*DATA EXTRACT*.
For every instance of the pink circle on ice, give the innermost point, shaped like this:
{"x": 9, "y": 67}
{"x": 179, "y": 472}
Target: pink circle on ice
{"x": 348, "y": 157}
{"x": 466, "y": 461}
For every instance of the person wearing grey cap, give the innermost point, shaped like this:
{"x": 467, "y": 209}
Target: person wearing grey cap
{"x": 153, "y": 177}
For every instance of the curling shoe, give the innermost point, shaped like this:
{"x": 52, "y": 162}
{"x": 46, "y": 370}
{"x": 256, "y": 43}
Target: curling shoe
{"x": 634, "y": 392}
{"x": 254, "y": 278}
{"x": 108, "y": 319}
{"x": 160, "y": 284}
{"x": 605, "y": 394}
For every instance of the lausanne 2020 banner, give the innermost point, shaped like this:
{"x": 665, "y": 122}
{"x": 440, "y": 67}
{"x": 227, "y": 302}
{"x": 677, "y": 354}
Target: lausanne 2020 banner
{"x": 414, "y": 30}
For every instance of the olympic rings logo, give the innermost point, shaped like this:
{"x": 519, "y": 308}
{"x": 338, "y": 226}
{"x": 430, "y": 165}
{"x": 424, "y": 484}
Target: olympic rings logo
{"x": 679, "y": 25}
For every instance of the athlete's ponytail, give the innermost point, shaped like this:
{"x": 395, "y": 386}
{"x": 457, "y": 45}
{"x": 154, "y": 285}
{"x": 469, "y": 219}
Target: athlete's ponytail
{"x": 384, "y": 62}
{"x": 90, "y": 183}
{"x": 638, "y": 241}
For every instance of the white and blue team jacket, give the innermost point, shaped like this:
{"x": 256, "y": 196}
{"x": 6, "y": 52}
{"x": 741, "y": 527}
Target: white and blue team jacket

*WHAT IS REQUIRED*. Each line of the listing above that contains the word "blue" is to be copied.

*EXERCISE SOLUTION*.
For every instance of the white and blue team jacket, give the innermost point, shaped like this:
Target: white and blue team jacket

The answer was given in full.